### Written request A
According to the post about spring coming, how long was the drive down the mountain to the daughter's school?

### Passage shown
.....

Spring is Coming
This morning I was annoyed.
I had ordered ONLINE a bunch of Easter decorative items to host this coming weekend, and I was irked this morning when I realized that some of the items were being held at the closest store rather than being shipped to me. Especially because the closest store to me was quite far. I drove 45 minutes down the mountain and dropped my daughter at school and then drove another 45 minutes down to another town to the store’s location. I picked up my items and headed home. Now I could have gone back the way I came, but instead I choose to drive home through the canyon making a full circle. This would be much faster than backtracking.
Boy am I glad I did.
As I drove up the canyon I experienced a whole different world than outside my own front door. It was raining, much like at home… but down from the mountains this rain was already working its miracle. Outside our door, the snow is still packed heavily and the rain on top of it just makes a slushy, gray mess. Down in the canyon I was driving up underneath the clouds/mist/fog. There the rain has already washed away much of the snow, it is bringing the green out of the ground.. there were fully blooming cherry blossom trees all around.
The scene struck me SO hard. At the base of the canyon I could see Spring. I could see what was able to grow and come up after the snow was gone. I could see the clouds and darkness still hovering over the mountains in the distance, but here it had cleared. The rain wasn’t a nuisance. It was a last hardship before the glorious. It was encouraging and making possible so much beauty.
I don’t even watch Game of Thrones, so I probably am using this wrong… but I know they say “Winter is Coming”. This past year winter came for me. Metaphorically. I have never felt so poorly. Sometimes winter can be crisp and beautiful. The snow looks pure, magical, gorgeous. Not this year. This year I felt as though it was a freezing, heavy nuisance. I could never hold the weight of all the damp layers of snow dumped on me, and I was numb and cold inside.
I think one of the hardest things to get through is the unfair feeling of dealing with the fallout and emotions of other’s choices. When you make your own mistakes, or walk the path of your own consequences there is a feeling of culpability that hopefully creates a willingness to endure or understand… when someone else’s selfishness, or weakness, or negative outcome falls on your shoulders it can be brutal. It feels unjust, and it is hard to maintain an attitude of finding the positive, of learning and moving on.
This happened to me this winter. I felt like I couldn’t withstand the heaviness of loved ones decisions. I didn’t ask for the constant onslaught of storms, or how messy and ugly they were. It wasn’t a magical, light, fun snow. It felt like a blizzard, one that immediately got dirty and hard to live through, one that kept me freezing, numb and gray.

.....

### Extracted entries
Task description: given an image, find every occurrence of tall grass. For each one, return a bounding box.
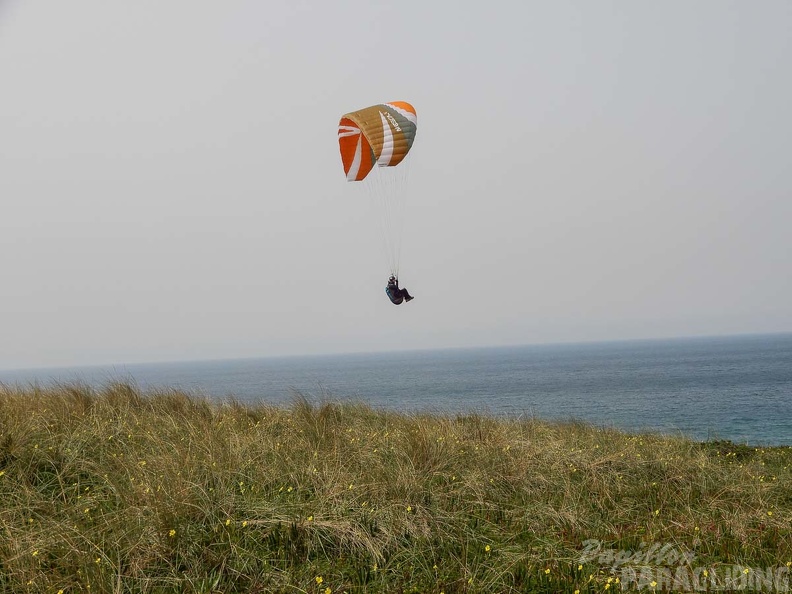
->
[0,384,792,594]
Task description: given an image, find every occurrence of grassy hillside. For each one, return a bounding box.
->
[0,385,792,594]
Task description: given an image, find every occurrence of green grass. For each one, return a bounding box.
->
[0,384,792,594]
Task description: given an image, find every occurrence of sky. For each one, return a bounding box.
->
[0,0,792,369]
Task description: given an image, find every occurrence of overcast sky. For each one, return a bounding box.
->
[0,0,792,369]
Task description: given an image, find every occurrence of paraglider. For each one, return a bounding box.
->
[385,276,415,305]
[338,101,418,305]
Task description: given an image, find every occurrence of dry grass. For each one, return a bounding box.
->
[0,384,792,594]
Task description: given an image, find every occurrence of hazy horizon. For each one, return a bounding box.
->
[0,0,792,370]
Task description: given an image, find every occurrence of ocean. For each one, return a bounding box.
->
[0,334,792,445]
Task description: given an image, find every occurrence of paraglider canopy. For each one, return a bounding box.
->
[338,101,418,277]
[338,101,418,181]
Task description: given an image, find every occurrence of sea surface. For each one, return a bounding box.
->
[0,334,792,445]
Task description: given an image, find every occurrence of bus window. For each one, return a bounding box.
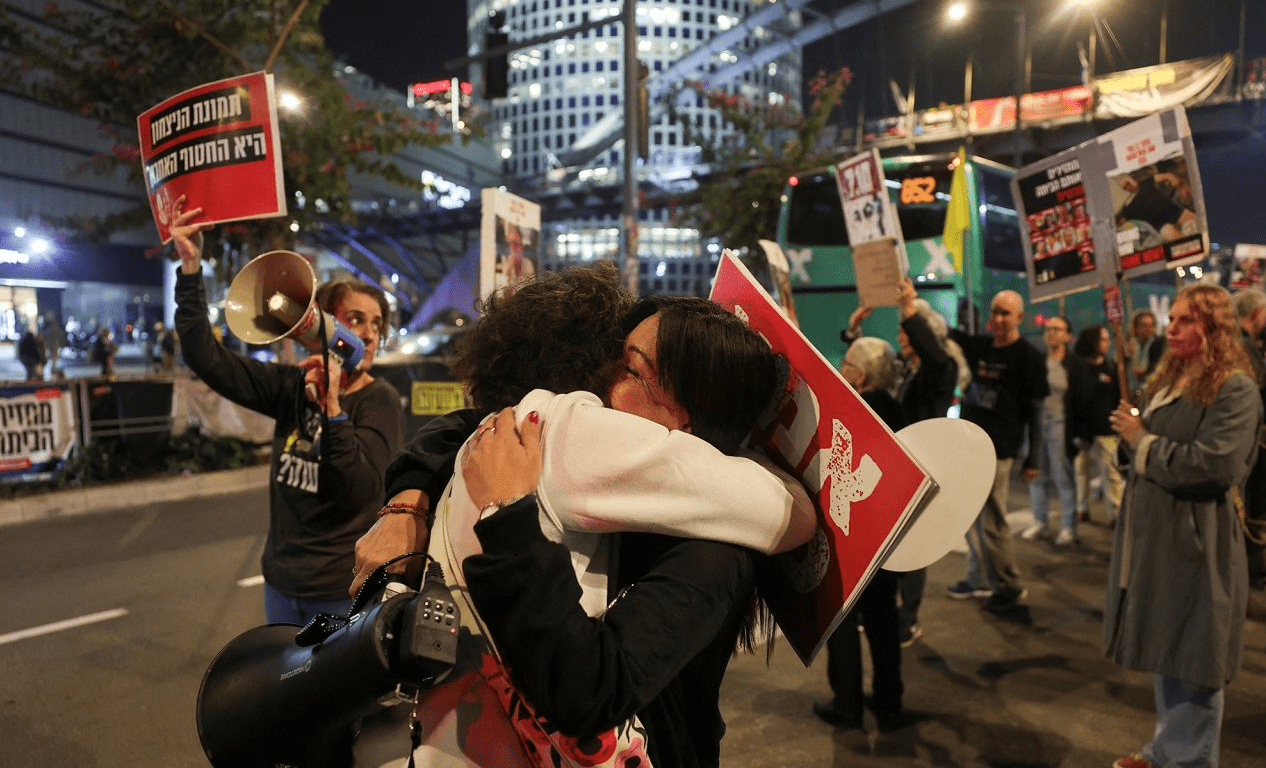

.....

### Written request B
Render the stretch of the entries from the line containing "Task description: given an image, find every occurrence of sea" through the end of the entries as a JSON list of strings, one string per line, with blank lines and pictures left out.

### Exercise answer A
45 minutes

### Exercise answer B
[
  "Task description: given an image, find every occurrence of sea surface. For each one, return a bounding box.",
  "->",
  "[0,334,792,445]",
  "Task description: given an image, find every occurrence of bus window. For each one, return a bounding box."
]